> **INSTRUCTIONS FOR THE TASK**: Extract every line in the listing below that contains the word "olive". Case counts.

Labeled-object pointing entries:
━━━━

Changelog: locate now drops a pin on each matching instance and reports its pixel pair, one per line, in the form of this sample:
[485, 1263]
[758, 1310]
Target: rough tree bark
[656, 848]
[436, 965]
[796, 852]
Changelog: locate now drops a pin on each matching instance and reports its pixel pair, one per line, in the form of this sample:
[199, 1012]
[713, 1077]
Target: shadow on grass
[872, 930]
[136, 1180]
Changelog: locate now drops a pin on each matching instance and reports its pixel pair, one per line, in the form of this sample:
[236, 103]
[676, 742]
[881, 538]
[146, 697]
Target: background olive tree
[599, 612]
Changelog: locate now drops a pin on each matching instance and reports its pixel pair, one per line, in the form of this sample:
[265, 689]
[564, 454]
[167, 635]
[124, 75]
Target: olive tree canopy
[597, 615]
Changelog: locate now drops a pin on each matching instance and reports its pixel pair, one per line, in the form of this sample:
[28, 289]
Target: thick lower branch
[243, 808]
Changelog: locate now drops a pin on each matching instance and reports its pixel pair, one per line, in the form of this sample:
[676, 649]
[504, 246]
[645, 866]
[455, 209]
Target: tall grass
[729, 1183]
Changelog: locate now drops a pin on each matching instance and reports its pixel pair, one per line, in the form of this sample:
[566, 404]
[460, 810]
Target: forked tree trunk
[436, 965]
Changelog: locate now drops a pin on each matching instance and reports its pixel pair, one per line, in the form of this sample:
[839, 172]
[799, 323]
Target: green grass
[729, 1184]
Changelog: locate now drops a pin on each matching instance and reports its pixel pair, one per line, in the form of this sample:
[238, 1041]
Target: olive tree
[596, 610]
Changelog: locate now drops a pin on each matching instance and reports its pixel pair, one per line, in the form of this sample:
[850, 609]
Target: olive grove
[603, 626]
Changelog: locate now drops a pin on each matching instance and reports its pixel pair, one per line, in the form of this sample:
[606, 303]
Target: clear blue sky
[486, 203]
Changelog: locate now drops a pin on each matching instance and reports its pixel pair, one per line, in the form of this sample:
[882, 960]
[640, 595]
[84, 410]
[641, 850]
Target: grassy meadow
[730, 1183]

━━━━

> **RESPONSE TO THIS TASK**:
Target: background olive tree
Target: olive tree canopy
Target: olive tree
Target: olive grove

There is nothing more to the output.